▶ **Task instructions**
Character for character, give back every line below.

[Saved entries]
════════

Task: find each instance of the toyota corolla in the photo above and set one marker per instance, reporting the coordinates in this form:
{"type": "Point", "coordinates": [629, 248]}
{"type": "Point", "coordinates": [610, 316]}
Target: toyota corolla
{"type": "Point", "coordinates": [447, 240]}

════════

▶ **The answer**
Task: find each instance of the toyota corolla in the photo above and set one marker per instance, reporting the coordinates in this form:
{"type": "Point", "coordinates": [629, 248]}
{"type": "Point", "coordinates": [610, 316]}
Target: toyota corolla
{"type": "Point", "coordinates": [447, 240]}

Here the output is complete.